TAREFAS —
1. Reproduza, no texto sobre psicopedagogia institucional, o trecho que vai de "Prof. MS. João" até "pessoas 2 .".
2. Indique se cada afirmação abaixo está de acordo com o texto sobre psicopedagogia institucional, respondendo sim ou não e citando literalmente as palavras do texto que decidem a questão. (a) O texto foi publicado originalmente na Revista Direcional Escolas em setembro de 2006. (b) Segundo o texto, competências e habilidades podem ser desenvolvidas em quaisquer condições. (c) No texto, o autor se apresenta como educador, consultor e psicopedagogo institucional.
3. Prossiga com o texto sobre psicopedagogia institucional a partir do ponto em que ele termina.

Psicopedagogia Institucional, Educação Corporativa e Organizações Aprendentes: o desenvolvimento humano como desafio.
Psicopedagogia Institucional, Educação Corporativa e Organizações Aprendentes: o desenvolvimento humano como desafio.
Prof. MS. João Beauclair
Publicado originalmente na Revista Direcional Escolas, setembro, 2006
Em artigo aqui anteriormente publicado 1, afirmei que é preciso criar condições favoráveis à autonomia das pessoas: competências e habilidades só podem ser desenvolvidas em condições de aprendizagem facilitadoras. Ao longo de minha trajetória como educador, consultor e psicopedagogo institucional, desenvolvendo projetos e trabalhos em instituições que se preocupam com o seu cotidiano e que buscam, a partir de movimentos de formação continuada, - rever trajetórias, reescrever percursos e mudar o rumo de suas vivências objetivando uma maior qualificação de todos os que dela fazem parte-, percebo que este é o caminhar necessário para a melhoria das relações interpessoais no espaço do mundo do trabalho: investir na capacitação e na gestão de pessoas 2 .

DADOS FORNECIDOS —
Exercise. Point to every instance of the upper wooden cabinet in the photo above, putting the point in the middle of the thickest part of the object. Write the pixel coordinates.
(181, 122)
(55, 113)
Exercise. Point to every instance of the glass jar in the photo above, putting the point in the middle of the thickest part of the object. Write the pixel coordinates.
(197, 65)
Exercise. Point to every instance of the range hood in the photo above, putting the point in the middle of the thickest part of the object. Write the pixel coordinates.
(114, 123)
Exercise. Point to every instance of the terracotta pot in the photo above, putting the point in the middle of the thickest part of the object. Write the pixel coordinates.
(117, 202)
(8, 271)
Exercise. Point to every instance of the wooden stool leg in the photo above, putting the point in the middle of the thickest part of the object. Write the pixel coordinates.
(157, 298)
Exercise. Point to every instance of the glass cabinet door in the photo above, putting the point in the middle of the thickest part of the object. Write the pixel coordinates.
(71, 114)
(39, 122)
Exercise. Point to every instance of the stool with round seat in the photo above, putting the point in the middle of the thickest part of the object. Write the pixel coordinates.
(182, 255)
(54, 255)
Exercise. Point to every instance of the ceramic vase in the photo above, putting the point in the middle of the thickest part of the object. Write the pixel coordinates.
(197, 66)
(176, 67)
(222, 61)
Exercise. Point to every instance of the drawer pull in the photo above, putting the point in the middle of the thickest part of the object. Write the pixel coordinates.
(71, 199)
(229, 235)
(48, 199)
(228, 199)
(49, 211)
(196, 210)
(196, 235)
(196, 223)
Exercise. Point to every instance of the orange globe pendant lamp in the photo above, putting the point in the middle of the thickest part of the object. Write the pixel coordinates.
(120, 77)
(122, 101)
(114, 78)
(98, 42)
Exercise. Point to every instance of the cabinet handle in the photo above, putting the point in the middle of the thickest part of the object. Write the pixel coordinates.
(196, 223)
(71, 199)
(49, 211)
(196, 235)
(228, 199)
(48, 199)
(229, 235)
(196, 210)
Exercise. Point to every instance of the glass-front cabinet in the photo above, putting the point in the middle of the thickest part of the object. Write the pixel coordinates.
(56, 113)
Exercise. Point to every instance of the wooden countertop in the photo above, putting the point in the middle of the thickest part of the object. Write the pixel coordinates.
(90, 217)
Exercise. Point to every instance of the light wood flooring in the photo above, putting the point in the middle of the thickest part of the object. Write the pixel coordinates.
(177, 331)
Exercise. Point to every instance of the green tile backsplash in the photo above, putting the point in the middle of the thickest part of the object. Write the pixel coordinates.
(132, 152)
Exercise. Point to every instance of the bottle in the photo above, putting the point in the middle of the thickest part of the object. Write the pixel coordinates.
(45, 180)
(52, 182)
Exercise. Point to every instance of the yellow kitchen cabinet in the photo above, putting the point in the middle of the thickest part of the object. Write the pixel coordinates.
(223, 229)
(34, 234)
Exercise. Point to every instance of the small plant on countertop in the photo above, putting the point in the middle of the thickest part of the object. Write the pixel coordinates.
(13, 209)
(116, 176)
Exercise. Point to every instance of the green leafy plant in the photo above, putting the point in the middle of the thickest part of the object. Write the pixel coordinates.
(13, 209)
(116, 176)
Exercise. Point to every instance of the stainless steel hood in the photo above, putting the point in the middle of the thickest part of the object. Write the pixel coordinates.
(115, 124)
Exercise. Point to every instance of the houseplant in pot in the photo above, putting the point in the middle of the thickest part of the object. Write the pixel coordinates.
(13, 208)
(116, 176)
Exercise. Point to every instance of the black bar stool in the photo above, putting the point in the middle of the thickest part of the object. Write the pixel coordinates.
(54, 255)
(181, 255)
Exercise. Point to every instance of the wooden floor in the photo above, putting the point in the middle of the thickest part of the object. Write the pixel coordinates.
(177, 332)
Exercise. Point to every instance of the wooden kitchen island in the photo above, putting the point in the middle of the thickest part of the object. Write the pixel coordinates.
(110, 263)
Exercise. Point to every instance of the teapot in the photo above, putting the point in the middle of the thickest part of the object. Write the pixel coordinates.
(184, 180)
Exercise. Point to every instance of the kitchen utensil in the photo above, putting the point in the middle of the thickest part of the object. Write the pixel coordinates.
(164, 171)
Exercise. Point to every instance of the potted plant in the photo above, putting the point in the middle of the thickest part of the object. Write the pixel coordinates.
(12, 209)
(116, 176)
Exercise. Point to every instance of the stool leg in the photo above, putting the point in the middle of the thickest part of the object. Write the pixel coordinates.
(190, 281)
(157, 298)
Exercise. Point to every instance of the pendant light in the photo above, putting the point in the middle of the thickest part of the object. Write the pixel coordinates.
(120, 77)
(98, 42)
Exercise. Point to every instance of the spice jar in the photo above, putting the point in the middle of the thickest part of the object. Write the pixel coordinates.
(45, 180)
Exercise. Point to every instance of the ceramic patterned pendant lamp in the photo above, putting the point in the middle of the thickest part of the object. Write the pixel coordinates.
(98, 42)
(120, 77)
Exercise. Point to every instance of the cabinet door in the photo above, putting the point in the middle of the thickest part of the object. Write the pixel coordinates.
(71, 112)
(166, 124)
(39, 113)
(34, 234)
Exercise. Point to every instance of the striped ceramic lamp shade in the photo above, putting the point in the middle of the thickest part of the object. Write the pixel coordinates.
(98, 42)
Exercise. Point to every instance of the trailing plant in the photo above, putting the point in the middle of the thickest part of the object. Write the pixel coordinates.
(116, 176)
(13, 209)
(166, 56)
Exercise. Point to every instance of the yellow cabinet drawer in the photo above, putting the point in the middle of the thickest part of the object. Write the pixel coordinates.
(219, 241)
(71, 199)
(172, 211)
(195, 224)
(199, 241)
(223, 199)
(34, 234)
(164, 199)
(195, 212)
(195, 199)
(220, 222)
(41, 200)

RESPOSTAS —
1.
Prof. MS. João Beauclair
Publicado originalmente na Revista Direcional Escolas, setembro, 2006
Em artigo aqui anteriormente publicado 1, afirmei que é preciso criar condições favoráveis à autonomia das pessoas: competências e habilidades só podem ser desenvolvidas em condições de aprendizagem facilitadoras. Ao longo de minha trajetória como educador, consultor e psicopedagogo institucional, desenvolvendo projetos e trabalhos em instituições que se preocupam com o seu cotidiano e que buscam, a partir de movimentos de formação continuada, - rever trajetórias, reescrever percursos e mudar o rumo de suas vivências objetivando uma maior qualificação de todos os que dela fazem parte-, percebo que este é o caminhar necessário para a melhoria das relações interpessoais no espaço do mundo do trabalho: investir na capacitação e na gestão de pessoas 2 .

2.
(a) Sim: "Publicado originalmente na Revista Direcional Escolas, setembro, 2006".
(b) Não: "competências e habilidades só podem ser desenvolvidas em condições de aprendizagem facilitadoras".
(c) Sim: "Ao longo de minha trajetória como educador, consultor e psicopedagogo institucional".

3.
Cada vez fica mais claro que, na atualidade, a instituição que visa melhorar suas qualidades e seus serviços, necessariamente deve se inscrever num processo de continuidade no que concerne à formação permanente e ao desenvolvimento humano de seus integrantes. A Psicopedagogia Institucional possui elementos que podem contribuir quando o que se deseja é a mudança de olhares, a reflexão sobre o que se está vivenciando, enfim, pode ser de grande valia ao progresso e a evolução dos que pretendem se mover neste sentido.
Dias atrás, numa aula que estava ministrando sobre Fundamentos da Psicopedagogia, tive a idéia de perguntar para um pequeno grupo de alunas sobre quais eram os seus objetivos, ao estarem fazendo sua formação no campo psicopedagógico. Meu intuito era o de perceber, enquanto ensinante, quais eram as intencionalidades ali presentes, no campo do desejo de cada aprendente.
As respostas foram as mais variadas possíveis, é claro, mas uma delas me chamou especial atenção: - Professor, meu desejo é o de poder olhar para a escola onde estou atuando faz tempo, me posicionando de uma forma mais equilibrada, clara e, também, colaborativa.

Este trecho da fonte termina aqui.